Your goal | Each line in the records below, from the one that contains "pixel 304 270" to the one that contains "pixel 278 42", should be reproduced exactly, the first and last included.

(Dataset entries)
BEGIN

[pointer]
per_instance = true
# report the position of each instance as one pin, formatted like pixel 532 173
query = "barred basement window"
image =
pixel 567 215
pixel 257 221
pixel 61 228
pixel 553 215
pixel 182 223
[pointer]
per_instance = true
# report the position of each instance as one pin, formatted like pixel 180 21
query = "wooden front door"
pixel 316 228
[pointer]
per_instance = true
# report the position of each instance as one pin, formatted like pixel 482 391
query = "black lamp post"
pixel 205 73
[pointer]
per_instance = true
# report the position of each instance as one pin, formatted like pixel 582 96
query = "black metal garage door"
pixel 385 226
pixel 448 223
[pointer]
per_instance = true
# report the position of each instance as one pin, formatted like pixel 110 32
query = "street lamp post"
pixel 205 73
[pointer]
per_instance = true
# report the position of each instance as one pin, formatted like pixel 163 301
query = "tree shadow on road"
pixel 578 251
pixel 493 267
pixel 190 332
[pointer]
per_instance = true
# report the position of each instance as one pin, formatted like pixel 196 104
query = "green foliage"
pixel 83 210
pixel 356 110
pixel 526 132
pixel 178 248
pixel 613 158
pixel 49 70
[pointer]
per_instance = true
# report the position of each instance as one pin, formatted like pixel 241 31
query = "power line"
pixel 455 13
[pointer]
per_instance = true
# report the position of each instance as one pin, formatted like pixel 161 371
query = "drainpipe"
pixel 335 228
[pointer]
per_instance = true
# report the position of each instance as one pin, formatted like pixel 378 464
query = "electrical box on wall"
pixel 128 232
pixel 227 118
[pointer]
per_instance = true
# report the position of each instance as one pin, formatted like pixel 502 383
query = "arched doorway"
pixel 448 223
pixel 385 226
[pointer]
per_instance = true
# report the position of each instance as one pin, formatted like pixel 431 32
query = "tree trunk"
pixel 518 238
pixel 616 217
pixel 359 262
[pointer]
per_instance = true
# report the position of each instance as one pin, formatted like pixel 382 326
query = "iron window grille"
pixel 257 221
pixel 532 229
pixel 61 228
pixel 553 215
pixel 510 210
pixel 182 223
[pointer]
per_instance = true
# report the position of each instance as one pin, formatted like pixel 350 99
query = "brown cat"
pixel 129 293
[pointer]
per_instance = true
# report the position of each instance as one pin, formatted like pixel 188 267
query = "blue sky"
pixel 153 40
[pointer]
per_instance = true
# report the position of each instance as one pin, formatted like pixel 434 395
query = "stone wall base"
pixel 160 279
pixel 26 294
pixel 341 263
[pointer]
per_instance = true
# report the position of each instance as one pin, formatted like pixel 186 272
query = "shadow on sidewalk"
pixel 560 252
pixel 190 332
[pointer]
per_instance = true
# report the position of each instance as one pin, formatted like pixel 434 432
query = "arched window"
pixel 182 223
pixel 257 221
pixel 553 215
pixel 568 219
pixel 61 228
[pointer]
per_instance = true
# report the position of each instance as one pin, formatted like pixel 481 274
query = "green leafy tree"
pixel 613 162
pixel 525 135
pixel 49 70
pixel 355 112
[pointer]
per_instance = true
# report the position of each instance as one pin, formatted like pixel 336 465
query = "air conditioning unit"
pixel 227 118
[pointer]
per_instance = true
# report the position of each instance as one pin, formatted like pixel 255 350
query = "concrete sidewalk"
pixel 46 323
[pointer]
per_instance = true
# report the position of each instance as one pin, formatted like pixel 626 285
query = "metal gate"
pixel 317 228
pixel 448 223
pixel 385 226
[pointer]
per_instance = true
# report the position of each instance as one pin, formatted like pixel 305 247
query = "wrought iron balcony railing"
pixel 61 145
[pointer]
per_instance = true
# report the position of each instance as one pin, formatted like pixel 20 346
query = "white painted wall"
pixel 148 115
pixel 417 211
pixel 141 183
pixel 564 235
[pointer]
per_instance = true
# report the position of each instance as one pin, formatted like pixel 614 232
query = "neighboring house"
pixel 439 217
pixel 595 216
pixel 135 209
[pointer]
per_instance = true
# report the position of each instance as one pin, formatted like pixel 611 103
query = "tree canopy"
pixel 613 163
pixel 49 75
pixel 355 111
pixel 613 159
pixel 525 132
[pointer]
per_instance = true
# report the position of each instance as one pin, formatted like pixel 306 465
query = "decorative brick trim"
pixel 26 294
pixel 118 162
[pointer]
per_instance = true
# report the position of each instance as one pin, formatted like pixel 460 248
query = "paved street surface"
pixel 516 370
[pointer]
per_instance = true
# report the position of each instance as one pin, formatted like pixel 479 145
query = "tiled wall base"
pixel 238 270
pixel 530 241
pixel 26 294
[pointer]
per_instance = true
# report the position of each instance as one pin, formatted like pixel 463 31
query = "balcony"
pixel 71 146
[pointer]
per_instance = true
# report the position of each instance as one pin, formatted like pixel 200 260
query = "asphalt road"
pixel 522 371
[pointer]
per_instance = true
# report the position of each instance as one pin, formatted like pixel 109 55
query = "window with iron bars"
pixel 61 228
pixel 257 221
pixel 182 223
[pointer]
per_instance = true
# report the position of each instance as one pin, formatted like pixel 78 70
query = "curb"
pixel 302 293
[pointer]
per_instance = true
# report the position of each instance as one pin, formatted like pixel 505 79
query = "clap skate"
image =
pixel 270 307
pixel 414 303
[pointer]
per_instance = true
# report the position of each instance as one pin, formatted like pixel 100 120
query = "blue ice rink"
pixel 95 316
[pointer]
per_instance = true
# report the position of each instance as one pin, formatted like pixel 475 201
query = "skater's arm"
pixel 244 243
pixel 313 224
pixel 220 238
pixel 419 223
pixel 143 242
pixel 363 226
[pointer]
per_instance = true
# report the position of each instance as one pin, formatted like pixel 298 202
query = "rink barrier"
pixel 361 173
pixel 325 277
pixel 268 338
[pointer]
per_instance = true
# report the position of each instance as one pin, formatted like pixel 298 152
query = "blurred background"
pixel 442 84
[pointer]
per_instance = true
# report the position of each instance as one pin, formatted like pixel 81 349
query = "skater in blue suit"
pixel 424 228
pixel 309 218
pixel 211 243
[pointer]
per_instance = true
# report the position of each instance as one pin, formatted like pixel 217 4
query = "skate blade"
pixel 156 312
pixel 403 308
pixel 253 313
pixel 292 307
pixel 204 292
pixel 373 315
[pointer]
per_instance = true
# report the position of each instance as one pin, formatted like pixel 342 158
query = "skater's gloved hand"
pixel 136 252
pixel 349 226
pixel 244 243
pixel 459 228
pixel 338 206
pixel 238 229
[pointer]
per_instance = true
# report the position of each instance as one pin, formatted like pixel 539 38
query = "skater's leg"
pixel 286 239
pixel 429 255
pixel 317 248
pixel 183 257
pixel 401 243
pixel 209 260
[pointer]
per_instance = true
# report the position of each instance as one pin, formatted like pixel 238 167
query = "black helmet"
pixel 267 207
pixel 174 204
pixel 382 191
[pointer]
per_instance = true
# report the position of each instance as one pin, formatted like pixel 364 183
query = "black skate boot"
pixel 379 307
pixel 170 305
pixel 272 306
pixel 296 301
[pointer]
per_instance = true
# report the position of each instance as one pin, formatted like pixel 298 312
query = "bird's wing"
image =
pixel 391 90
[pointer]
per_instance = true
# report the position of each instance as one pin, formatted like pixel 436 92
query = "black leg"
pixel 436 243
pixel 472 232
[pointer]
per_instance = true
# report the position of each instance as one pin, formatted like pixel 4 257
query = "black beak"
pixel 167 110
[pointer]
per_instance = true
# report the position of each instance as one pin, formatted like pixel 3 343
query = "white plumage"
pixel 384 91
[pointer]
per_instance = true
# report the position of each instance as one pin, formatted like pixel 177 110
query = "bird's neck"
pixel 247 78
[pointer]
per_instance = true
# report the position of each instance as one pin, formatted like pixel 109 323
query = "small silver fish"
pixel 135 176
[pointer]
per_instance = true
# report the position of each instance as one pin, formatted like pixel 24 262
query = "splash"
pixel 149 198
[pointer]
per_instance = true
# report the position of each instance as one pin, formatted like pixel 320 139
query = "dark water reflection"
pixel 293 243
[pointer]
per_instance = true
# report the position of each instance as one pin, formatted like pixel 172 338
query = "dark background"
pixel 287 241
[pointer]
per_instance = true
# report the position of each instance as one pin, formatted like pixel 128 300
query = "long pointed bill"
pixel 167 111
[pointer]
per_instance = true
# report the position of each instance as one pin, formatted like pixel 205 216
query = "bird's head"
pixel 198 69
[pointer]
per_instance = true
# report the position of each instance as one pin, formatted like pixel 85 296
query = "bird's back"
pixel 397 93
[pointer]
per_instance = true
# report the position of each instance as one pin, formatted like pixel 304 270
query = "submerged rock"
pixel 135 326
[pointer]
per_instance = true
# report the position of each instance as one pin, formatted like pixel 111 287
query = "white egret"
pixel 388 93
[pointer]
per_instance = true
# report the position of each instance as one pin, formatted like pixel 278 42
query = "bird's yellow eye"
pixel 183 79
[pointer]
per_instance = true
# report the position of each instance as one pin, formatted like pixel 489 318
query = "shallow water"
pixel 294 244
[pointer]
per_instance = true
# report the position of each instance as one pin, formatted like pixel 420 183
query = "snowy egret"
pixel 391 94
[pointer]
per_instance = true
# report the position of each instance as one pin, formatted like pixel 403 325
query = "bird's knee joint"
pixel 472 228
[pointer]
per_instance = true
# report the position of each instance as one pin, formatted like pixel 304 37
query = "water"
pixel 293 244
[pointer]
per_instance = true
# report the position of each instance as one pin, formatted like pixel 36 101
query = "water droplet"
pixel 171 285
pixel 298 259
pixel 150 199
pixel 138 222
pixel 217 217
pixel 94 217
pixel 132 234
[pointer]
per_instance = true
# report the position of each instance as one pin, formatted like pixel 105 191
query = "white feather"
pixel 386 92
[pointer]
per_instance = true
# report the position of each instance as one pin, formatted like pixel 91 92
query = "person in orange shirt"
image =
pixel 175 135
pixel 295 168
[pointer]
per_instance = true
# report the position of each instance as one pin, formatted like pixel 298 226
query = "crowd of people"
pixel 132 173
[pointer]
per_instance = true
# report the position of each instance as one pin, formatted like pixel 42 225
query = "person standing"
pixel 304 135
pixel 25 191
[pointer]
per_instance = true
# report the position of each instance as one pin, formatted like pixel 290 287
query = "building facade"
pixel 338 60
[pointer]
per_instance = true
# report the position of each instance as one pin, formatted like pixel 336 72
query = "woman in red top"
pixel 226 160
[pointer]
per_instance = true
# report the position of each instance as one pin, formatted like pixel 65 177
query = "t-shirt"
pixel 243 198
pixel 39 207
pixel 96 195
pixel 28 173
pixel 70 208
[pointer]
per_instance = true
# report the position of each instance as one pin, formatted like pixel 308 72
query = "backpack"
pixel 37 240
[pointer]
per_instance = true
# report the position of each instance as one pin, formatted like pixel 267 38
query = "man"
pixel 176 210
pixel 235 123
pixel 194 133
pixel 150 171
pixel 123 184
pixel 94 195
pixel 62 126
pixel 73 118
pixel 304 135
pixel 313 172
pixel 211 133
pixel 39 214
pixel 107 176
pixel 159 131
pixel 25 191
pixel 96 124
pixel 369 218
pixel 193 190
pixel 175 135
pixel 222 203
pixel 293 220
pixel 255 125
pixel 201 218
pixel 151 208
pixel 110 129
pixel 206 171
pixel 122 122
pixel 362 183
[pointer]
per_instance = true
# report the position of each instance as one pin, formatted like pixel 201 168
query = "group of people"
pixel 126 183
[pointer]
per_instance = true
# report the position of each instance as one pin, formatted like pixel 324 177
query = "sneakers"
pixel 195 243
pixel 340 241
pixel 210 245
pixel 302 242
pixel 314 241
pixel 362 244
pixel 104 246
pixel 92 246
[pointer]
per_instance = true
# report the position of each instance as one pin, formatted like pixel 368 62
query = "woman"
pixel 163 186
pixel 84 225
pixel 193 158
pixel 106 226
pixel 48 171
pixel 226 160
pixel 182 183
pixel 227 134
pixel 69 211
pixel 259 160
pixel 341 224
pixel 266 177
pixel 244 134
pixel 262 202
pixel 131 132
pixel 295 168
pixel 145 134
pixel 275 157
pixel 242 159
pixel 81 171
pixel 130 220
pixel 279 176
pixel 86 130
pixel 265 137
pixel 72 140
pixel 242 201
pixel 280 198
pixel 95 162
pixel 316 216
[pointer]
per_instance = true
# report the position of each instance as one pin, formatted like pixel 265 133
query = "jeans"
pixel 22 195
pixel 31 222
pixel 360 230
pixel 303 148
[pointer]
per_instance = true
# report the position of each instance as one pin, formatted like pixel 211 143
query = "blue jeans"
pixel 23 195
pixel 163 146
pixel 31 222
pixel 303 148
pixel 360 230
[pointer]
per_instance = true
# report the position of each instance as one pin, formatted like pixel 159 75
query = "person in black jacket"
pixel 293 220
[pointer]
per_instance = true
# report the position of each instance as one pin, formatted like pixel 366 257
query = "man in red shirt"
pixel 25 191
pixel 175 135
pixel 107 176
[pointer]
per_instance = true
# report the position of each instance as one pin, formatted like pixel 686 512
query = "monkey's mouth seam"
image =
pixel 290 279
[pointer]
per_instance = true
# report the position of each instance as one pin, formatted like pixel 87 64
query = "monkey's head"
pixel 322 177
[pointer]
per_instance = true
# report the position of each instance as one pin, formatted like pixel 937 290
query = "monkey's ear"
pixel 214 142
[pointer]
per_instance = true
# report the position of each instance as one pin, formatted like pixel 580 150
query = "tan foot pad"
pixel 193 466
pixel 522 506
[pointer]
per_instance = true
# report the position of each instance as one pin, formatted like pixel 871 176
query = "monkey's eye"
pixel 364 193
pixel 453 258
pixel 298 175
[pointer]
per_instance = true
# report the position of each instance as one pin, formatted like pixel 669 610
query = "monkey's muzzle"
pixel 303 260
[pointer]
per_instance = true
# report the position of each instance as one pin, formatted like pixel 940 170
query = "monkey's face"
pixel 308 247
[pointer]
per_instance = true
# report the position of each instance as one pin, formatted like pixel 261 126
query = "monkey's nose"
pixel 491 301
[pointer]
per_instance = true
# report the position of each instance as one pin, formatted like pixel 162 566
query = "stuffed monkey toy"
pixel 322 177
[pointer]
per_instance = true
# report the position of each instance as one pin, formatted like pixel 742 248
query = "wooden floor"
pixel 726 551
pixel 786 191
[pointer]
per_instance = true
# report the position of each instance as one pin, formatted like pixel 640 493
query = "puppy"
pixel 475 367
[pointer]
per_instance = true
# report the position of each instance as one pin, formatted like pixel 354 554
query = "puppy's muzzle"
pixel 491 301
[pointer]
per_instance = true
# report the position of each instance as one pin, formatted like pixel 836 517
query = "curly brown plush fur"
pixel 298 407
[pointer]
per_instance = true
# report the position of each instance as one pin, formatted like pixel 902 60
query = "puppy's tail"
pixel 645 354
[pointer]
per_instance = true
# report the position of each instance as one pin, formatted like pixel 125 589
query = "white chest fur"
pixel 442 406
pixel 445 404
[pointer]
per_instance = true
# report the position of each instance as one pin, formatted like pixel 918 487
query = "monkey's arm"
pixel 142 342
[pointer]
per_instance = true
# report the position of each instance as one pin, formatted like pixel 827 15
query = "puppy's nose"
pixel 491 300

END

Written solution |
# report the position of each instance as one pin, formatted like pixel 304 270
query = "submerged rock"
pixel 135 326
[pointer]
per_instance = true
# report the position of each instance as one pin, formatted like pixel 111 287
query = "white egret"
pixel 388 93
[pointer]
per_instance = true
# report the position of each instance as one pin, formatted like pixel 278 42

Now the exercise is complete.